Stored data entries
◆ ◆ ◆ ◆ ◆ ◆ ◆

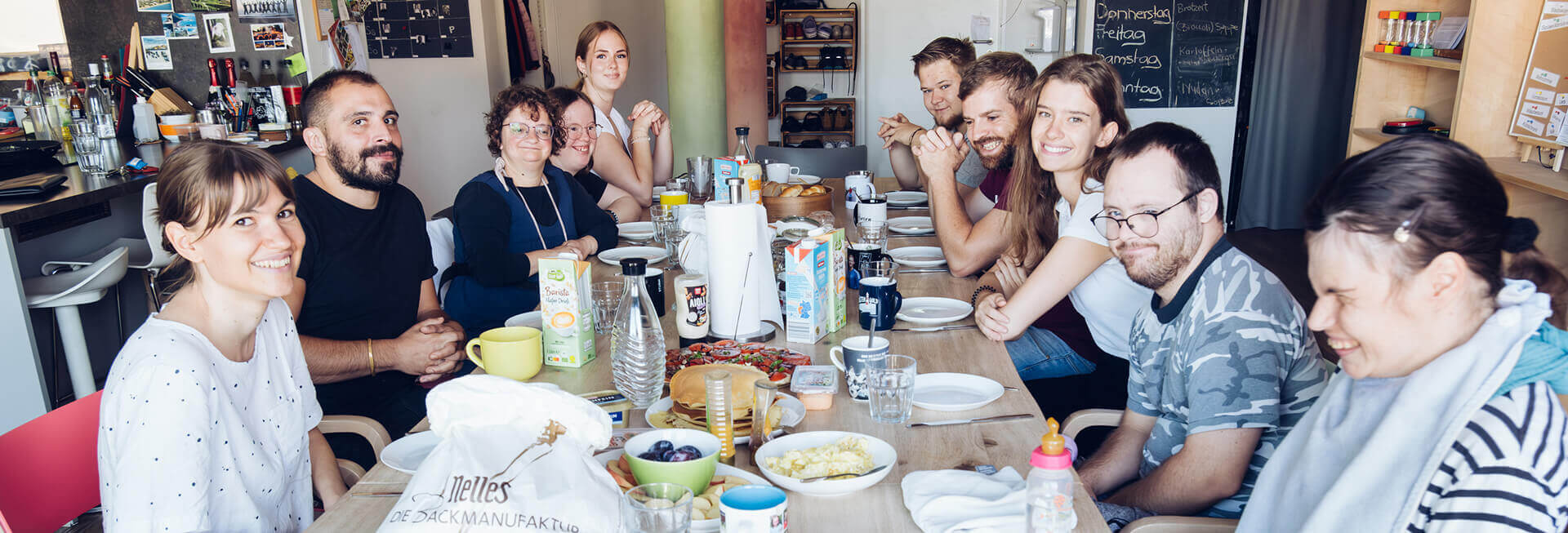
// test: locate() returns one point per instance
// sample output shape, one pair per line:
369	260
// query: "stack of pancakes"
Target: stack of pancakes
688	394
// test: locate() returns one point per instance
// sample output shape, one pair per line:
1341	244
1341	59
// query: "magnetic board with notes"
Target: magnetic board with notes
419	29
1172	54
1542	109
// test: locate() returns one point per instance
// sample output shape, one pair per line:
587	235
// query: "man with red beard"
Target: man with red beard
1222	362
993	91
366	308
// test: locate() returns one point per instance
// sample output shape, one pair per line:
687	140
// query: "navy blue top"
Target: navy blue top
492	234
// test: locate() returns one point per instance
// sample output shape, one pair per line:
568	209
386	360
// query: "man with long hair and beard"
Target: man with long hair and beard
364	301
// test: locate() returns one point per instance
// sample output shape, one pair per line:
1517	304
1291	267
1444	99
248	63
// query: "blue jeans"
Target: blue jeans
1040	353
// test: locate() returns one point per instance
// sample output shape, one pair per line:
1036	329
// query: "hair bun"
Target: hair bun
1521	234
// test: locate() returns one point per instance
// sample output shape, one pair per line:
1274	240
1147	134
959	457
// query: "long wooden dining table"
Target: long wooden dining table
877	509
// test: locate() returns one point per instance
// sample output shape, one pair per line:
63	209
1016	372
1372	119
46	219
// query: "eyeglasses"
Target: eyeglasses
579	131
1143	224
543	132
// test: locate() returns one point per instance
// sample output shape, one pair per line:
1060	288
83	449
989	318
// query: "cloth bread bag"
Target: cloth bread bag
513	456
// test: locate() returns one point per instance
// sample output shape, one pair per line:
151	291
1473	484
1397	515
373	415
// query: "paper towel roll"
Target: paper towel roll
733	250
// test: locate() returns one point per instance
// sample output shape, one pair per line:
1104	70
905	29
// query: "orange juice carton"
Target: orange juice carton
806	291
568	311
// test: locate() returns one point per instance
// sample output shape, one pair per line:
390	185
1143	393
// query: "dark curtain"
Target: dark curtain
1303	87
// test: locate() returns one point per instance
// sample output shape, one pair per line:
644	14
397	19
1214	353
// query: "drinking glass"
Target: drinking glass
606	296
657	509
891	386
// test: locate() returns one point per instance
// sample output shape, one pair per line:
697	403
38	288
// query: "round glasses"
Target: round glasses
1143	224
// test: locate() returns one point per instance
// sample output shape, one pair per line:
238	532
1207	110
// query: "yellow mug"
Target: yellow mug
509	352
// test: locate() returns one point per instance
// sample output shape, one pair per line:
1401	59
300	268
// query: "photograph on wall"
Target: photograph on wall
270	37
264	8
212	5
179	25
156	5
220	33
156	52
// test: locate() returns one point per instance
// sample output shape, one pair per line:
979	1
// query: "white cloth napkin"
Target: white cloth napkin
963	500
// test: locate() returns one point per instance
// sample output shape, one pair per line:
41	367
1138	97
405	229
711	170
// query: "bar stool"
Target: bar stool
146	255
63	294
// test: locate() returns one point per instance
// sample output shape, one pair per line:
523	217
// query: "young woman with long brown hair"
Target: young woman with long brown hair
1076	115
627	156
209	417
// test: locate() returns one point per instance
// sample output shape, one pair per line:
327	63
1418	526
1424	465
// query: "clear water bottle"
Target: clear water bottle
637	339
1051	485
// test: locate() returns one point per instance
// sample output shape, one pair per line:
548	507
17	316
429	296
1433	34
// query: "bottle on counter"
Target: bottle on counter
1049	491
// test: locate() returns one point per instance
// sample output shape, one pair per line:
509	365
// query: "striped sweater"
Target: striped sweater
1506	471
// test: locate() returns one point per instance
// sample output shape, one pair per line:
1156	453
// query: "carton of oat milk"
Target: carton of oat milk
565	301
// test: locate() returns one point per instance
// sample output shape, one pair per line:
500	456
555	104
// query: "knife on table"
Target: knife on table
971	420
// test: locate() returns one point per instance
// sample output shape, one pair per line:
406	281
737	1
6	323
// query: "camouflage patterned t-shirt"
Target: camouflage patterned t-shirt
1232	350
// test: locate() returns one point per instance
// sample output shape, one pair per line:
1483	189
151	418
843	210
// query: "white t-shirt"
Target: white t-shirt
194	441
625	131
1107	298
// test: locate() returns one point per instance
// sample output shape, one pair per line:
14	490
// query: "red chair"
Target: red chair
51	468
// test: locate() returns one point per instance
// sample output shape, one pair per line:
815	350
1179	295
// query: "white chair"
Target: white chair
63	294
146	255
443	250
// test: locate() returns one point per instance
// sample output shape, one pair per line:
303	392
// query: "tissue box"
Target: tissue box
806	291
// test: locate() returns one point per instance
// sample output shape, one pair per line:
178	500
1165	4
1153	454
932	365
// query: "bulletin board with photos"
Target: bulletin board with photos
419	29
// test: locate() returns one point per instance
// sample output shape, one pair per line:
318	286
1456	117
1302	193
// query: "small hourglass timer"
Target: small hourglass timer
720	420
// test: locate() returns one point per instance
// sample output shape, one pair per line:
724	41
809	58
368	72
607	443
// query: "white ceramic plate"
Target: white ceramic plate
911	224
918	256
651	253
635	231
724	469
407	454
882	454
954	391
930	311
794	413
532	318
905	198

◆ ◆ ◆ ◆ ◆ ◆ ◆

● Exercise objective:
Return each line of the data, keeping its wording exact and omitting pictures.

● Solution to the exercise:
// test: locate() returns one point per instance
// sample output shape, one pair per line:
369	260
// query: "stack of pancakes"
Target: stack of pancakes
688	394
// test: locate() returns one point per instance
// sample output shape, one pair per line:
1341	244
1341	59
// query: "magnetic board with notes"
Target: magnetic board with notes
419	29
1172	54
1542	109
// test: locate() returns one point per instance
// sample output shape, one pair per line:
587	235
// query: "man with red beard"
Target: man with red beard
1222	362
993	91
366	308
// test: locate() returns one point per instance
// sample output shape, one pair per line:
687	140
// query: "navy blue top"
Target: navy blue top
492	234
// test: locate() returns one point per instance
// sample output shape, one pair per line:
568	209
386	360
// query: "man with long hair and beard"
Target: man with long hair and beard
364	301
// test: locate() returns one point per instance
// sample output shape, one pair per line:
1517	304
1291	267
1444	99
248	63
// query: "blue jeans"
Target: blue jeans
1040	353
// test: locate() returns one point per instance
// sample output shape, one pair per line:
1036	329
// query: "hair bun"
Target: hair bun
1521	234
// test: locate() returns one point per instance
// sample output shape, one pair per line:
1274	240
1147	134
959	457
// query: "long wooden dining table"
Target: long wooden dining table
877	509
// test: locate() returns one point per instance
// sample output shape, one pair per line:
63	209
1016	372
1372	119
46	219
// query: "eyeglasses"
Target: eyeglasses
579	131
1143	224
543	132
// test: locate() returns one point per instance
// sample output shape, one pair per line:
1060	288
83	449
989	318
// query: "cloth bread bag"
Target: cloth bread bag
513	456
// test: locate() returns one point per instance
// sample output shape, one pair per line:
151	291
1473	484
1397	515
373	415
// query: "paper towel roll"
Target: paper towel roll
733	250
// test: locate() returns one point per instance
// sample output shape, one pair per line:
1104	70
905	29
// query: "orange juice carton"
Target: orange juice carton
806	291
568	311
// test: locate() returns one point per instance
// sample output shape, one pair per line:
390	185
1143	393
// query: "dark curtain"
Target: dark curtain
1303	87
// test: locate() returns one point per instance
// sample output shape, one pair per line:
644	14
397	19
1214	353
// query: "drinking glass"
Target: drinking glass
606	296
657	509
891	386
// test: locate() returns one point per instance
// sample output shape, one pair per line:
697	403
38	288
// query: "round glasses"
Target: round glasses
1143	224
// test: locate() returns one point per instance
// sample output shape, one pair per line:
238	532
1207	110
// query: "yellow mug"
Target: yellow mug
509	352
// test: locate() returns one point per instance
// sample output shape, one pair per line:
1401	59
300	268
// query: "photograph on wall"
Target: photograph on wall
270	37
264	8
212	5
179	25
156	5
220	33
156	52
// test: locate() returns one point per instance
// sample output shape, one pair per line:
979	1
// query: "white cloth napkin"
Target: white cloth napkin
963	500
// test: locate() returns one point per instance
// sample output shape, one pair per line:
41	367
1138	97
405	229
711	170
// query: "bar stool"
Target: bar stool
146	255
63	294
// test: locate() returns one point per instance
// sample output shape, one pair per line:
523	217
// query: "young woman with long brown hair"
Target: young woman with long brown hair
1076	115
627	156
209	417
// test: locate() returns one point per instance
// sample output shape, one pair per line:
327	63
1418	526
1424	465
// query: "clear water bottle"
Target: clear water bottle
637	339
1051	485
// test: locate() returns one point per instance
// sample output shape, one pair per line:
548	507
17	316
429	296
1433	34
// query: "bottle on counter"
Target: bottle on counter
1049	491
// test: locate() returns one point per instance
// sample output shape, one pair per line:
509	365
// query: "striped sweater"
Target: striped sweater
1506	471
// test: locate() returns one point per instance
// sample output shape, one pair per line:
1156	453
// query: "carton of oat milk"
Target: carton of oat milk
565	301
// test: locate() returns one point per instance
// sample output shape, one pair per line:
500	456
555	104
// query: "knife on table"
Target: knife on table
971	420
// test: locate() returns one point per instance
// sample output shape, one pair per line:
406	281
737	1
6	323
// query: "camouflage patterned t-shirt"
Target: camouflage patterned t-shirt
1232	350
// test: locate() returns one point per instance
// sample output shape, one pair per line:
1483	189
151	418
843	210
// query: "white t-shirt"
Target: white t-shirt
194	441
625	131
1107	298
// test: locate() returns one point per instance
// sample output shape, one pair per line:
14	490
// query: "red chair"
Target: red chair
51	468
// test: locate() returns one point per instance
// sample output shape, one pair per line:
815	350
1179	295
// query: "white chair"
Target: white chair
63	294
146	255
443	250
// test: locate() returns one point per instance
// sample output shape, one pair per line:
303	392
// query: "tissue box"
Target: tissue box
806	291
// test: locate() returns one point per instance
// sample output shape, one pair per line:
178	500
1165	4
1153	454
932	365
// query: "bulletin board with photos"
Target: bulletin board with photos
419	29
// test: locate() returns one point per instance
// sample output shape, one pair per line:
318	286
1456	117
1302	193
// query: "small hourglass timer"
Target: small hourglass timer
720	420
// test: locate() returns one point per instance
// sample output shape, one pair per line:
724	41
809	58
368	72
607	443
// query: "white ceramic plate"
Target: white ceramic plate
911	224
918	256
651	253
635	231
724	469
407	454
882	454
954	391
930	311
794	413
532	318
905	198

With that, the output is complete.